[Collected data entries]
+---+
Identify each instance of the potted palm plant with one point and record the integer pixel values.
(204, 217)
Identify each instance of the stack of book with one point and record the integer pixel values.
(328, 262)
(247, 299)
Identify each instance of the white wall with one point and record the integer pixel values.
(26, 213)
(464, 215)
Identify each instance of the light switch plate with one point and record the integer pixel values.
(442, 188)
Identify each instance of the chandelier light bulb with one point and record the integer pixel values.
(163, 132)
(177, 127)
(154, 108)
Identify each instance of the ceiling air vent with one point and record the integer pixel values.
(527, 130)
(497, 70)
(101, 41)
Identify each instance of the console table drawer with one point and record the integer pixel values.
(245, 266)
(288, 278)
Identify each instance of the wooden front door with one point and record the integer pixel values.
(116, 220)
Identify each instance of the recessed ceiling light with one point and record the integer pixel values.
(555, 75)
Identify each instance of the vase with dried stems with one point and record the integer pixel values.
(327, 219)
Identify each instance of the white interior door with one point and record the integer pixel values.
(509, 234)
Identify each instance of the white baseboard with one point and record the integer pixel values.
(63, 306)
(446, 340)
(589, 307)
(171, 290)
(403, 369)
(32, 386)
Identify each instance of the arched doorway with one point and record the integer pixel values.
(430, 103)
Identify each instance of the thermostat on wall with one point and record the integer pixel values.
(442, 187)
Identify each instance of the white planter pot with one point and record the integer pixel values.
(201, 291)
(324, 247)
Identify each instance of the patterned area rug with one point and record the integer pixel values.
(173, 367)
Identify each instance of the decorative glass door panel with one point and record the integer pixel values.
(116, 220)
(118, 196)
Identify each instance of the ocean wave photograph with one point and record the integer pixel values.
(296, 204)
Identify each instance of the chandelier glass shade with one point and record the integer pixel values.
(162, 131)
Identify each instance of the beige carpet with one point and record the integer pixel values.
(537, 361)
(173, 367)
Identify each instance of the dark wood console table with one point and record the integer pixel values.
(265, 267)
+---+
TASK DIRECTIONS: Please rewrite all the entries above as a JSON list of strings, one string per line, with blank lines left out.

WRITTEN SOLUTION:
[
  "Identify each instance of the potted palm plant with one point and record the integer pixel values.",
  "(204, 217)",
  "Identify each instance of the stack of book with one point and record the integer pixel values.",
  "(328, 262)",
  "(247, 299)",
  "Identify each instance of the white wall with one point and record the integer pixel values.",
  "(26, 213)",
  "(464, 215)",
  "Identify each instance of the light switch plate with one point and record the integer pixel values.",
  "(442, 188)",
  "Identify each instance of the chandelier light bulb with one point and record the integer pixel values.",
  "(163, 132)",
  "(177, 127)",
  "(154, 108)",
  "Identify each instance of the ceiling air vent with one point and record the integer pixel values.",
  "(527, 130)",
  "(497, 70)",
  "(101, 41)",
  "Identify each instance of the console table drawer with one point and record the integer pixel values.",
  "(245, 266)",
  "(288, 278)",
  "Identify each instance of the wooden front door with one point and record the integer pixel values.",
  "(116, 220)",
  "Identify each instance of the recessed ceiling light with one point and record the integer pixel values.",
  "(555, 75)",
  "Identify each instance of the vase with dried stems with one point and record the integer pixel values.",
  "(327, 219)",
  "Identify each instance of the white interior door with one point and record the integer pixel values.",
  "(509, 234)",
  "Identify each instance of the white baseboard with one point and record the integer pixel values.",
  "(63, 306)",
  "(446, 340)",
  "(589, 307)",
  "(171, 290)",
  "(403, 369)",
  "(32, 386)",
  "Identify each instance of the arched doorway with one point and record the integer pixel values.",
  "(430, 103)",
  "Identify each instance of the thermostat on wall with one point and record the integer pixel values.",
  "(442, 187)",
  "Identify each instance of the white planter pot with one point and record the integer pixel values.",
  "(201, 291)",
  "(324, 247)",
  "Identify each instance of the patterned area rug with one point and record the integer pixel values.",
  "(173, 367)",
  "Identify each instance of the decorative glass door panel with one point and record the integer pixel values.",
  "(116, 220)",
  "(118, 196)",
  "Identify each instance of the ocean wave photograph with one point and record the integer pixel values.",
  "(296, 204)",
  "Identify each instance of the chandelier glass shade with one point and record the integer pixel values.",
  "(162, 131)",
  "Identify each instance of the beige carpet with one point and record the integer pixel values.",
  "(537, 361)",
  "(173, 367)",
  "Identify each instance of the dark wood console table with one point and record the integer pixel values.",
  "(265, 267)"
]